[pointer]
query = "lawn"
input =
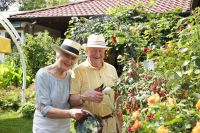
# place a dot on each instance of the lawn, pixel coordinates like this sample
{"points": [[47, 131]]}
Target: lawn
{"points": [[12, 122]]}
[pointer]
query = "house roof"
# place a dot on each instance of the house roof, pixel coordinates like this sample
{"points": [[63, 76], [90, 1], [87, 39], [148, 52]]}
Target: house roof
{"points": [[99, 7]]}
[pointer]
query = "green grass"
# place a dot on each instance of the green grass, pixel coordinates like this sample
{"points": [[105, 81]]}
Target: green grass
{"points": [[12, 122]]}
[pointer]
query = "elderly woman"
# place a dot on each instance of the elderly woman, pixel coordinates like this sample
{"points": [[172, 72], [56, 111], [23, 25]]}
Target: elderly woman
{"points": [[52, 92]]}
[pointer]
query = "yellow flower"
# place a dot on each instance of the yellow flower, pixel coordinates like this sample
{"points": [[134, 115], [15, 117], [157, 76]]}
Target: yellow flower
{"points": [[153, 99], [162, 129], [135, 115], [196, 129], [198, 105]]}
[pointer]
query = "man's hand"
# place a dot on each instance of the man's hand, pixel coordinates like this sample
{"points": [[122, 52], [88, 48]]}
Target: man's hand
{"points": [[77, 113], [92, 95]]}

#### [Directions for this task]
Each record should be printed again precisely, though not its pictures.

#### [Result of the task]
[pointer]
query = "lawn"
input =
# place a dot on each instance of the lawn, pixel coordinates like this sample
{"points": [[47, 131]]}
Target: lawn
{"points": [[12, 122]]}
[pointer]
query = "house roof"
# place a dot on each instance of the house roof, pixel coordinates like this sample
{"points": [[63, 76], [90, 1], [87, 39], [148, 52]]}
Target: house roof
{"points": [[99, 7]]}
[pointer]
query = "green grass"
# place a dot on each instance of the green grass, pixel coordinates like this sample
{"points": [[105, 81]]}
Target: green grass
{"points": [[12, 122]]}
[pointer]
query = "elderly woman"
# place a dot on each instance of the elderly woman, pixel coordinates like this sample
{"points": [[172, 72], [56, 111], [23, 25]]}
Target: elderly woman
{"points": [[52, 92]]}
[pointer]
query = "yellow flower"
# place a dot on each instance of the yellow flower, pixel coordinates like this sample
{"points": [[134, 115], [15, 117], [157, 76]]}
Target: yellow flower
{"points": [[153, 99], [162, 129], [135, 115], [196, 129], [198, 105]]}
[pointer]
query = "man's hand"
# place a dot on each instance of the man's hand, pixel coordinates like this sample
{"points": [[122, 52], [88, 48]]}
Target: man's hand
{"points": [[77, 113], [92, 95]]}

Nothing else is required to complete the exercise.